◆ Description of the task
Reproduce everything from the start of the records below down to the line containing "x=206 y=171", both ends included and requests included, but multiply every coordinate in the answers by 0.65 and round each result to a whole number, with halves rounded up. Omit the pictures from your answer.

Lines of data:
┄┄┄┄┄┄

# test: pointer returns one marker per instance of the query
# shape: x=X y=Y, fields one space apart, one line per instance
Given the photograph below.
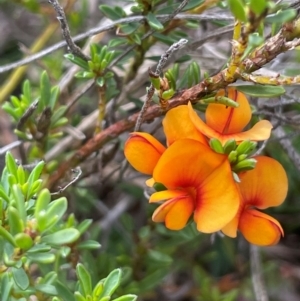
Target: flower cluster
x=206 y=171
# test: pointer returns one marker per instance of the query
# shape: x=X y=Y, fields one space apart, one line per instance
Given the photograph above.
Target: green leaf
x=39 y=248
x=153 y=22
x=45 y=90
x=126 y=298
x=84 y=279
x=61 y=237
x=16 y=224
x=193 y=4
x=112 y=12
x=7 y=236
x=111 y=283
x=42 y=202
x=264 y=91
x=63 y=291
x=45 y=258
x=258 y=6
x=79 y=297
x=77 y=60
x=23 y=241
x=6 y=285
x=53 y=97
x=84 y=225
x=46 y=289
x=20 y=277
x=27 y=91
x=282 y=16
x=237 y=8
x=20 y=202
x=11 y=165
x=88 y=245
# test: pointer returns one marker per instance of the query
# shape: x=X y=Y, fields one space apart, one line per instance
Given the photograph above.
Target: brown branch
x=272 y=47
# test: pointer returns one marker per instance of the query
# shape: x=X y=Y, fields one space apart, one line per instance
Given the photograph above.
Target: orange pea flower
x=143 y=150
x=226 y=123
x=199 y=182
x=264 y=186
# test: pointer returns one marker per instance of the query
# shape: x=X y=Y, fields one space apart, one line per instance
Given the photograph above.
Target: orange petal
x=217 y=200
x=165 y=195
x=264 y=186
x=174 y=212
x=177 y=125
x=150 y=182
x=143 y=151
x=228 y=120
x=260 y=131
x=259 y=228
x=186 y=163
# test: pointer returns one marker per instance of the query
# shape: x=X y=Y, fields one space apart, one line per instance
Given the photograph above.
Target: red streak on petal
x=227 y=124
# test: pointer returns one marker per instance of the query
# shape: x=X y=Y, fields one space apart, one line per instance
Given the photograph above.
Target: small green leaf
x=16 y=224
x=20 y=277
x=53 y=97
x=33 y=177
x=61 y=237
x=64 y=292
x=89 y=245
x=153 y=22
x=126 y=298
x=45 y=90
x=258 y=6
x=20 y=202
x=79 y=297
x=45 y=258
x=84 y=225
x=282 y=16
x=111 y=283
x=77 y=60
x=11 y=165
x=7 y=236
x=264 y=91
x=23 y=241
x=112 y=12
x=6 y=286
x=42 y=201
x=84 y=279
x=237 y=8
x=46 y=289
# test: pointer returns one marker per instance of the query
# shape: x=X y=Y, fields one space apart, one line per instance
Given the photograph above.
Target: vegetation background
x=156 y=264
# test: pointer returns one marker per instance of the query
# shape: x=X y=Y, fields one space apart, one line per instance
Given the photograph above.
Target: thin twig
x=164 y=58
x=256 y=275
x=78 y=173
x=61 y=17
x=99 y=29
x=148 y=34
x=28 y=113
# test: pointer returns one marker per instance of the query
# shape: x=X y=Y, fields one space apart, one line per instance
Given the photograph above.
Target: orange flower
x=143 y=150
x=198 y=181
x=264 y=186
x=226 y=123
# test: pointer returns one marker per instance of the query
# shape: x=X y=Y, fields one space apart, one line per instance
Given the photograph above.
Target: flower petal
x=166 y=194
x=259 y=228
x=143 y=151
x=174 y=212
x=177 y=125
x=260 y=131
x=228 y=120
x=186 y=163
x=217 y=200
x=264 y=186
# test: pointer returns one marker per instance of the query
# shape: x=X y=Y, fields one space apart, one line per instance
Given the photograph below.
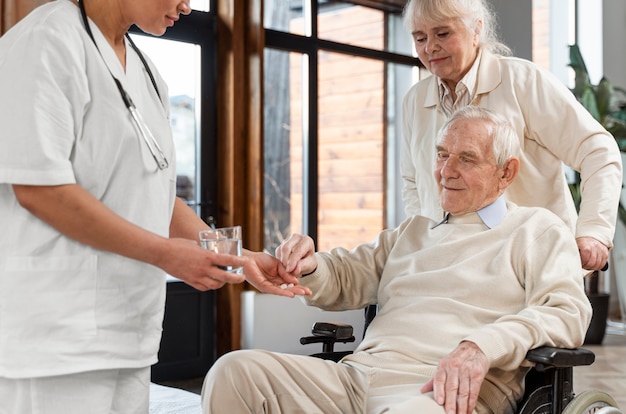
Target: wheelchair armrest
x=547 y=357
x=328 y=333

┄┄┄┄┄┄

◆ Answer to the exercise
# test: pointer returns one marker per instance of the query
# shape: x=X y=Y, fields one space apart, one line per instance
Given the photograph below.
Target: flower cluster
x=134 y=111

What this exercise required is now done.